Work to complete |
Count the lines in the entries below that contain the word "ground", matching case exactly, and reply with only that number.

Input material |
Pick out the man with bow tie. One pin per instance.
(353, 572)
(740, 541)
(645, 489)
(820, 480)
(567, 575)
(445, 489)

---

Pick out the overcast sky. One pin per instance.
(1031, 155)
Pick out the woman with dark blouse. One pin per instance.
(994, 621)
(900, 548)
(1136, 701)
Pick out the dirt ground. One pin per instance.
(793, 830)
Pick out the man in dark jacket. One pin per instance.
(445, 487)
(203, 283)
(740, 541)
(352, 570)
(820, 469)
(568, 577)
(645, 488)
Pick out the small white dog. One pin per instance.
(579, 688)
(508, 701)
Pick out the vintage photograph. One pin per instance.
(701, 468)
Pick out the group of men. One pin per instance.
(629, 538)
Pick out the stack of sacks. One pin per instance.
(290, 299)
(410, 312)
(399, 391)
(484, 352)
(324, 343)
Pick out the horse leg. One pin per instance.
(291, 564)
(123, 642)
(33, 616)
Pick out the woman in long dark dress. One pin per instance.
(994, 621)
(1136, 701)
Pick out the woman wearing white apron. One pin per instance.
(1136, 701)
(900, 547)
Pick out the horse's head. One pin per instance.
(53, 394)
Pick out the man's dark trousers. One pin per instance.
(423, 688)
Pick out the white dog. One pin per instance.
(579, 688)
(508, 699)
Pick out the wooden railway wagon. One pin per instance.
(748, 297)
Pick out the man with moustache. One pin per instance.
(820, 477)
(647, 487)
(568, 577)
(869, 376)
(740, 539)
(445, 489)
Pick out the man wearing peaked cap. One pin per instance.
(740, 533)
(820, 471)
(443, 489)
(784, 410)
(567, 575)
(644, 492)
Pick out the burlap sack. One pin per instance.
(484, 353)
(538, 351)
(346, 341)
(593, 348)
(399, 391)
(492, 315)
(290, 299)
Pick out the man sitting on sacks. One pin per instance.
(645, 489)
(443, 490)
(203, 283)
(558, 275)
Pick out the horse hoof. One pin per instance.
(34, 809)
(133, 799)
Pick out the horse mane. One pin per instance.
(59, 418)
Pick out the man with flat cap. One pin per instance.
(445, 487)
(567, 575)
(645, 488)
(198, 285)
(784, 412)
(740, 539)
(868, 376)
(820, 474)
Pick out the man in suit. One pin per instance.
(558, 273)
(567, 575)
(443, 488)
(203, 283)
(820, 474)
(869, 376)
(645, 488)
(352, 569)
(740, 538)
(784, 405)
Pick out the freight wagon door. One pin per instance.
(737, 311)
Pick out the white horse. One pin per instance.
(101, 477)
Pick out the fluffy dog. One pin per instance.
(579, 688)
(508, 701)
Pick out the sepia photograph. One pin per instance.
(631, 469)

--

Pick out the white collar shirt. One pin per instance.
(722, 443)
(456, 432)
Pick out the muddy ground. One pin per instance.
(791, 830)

Result for this exercise |
2